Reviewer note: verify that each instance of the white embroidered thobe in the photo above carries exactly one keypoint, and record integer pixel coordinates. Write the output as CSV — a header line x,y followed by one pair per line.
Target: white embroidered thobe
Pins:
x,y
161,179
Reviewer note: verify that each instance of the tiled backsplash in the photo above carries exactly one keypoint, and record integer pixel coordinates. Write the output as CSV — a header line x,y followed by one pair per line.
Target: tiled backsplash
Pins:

++++++++

YOUR TASK:
Write the lines out again exactly, from the one containing "Target: white embroidered thobe" through the last line of the records, and include no other lines.

REPLY TO THE TASK:
Target: white embroidered thobe
Pins:
x,y
161,179
Reviewer note: verify that each instance of the tiled backsplash in the photo above carries exactly one keypoint, and record integer pixel coordinates. Write the output as CSV — a header line x,y followed by one pair per line.
Target: tiled backsplash
Pins:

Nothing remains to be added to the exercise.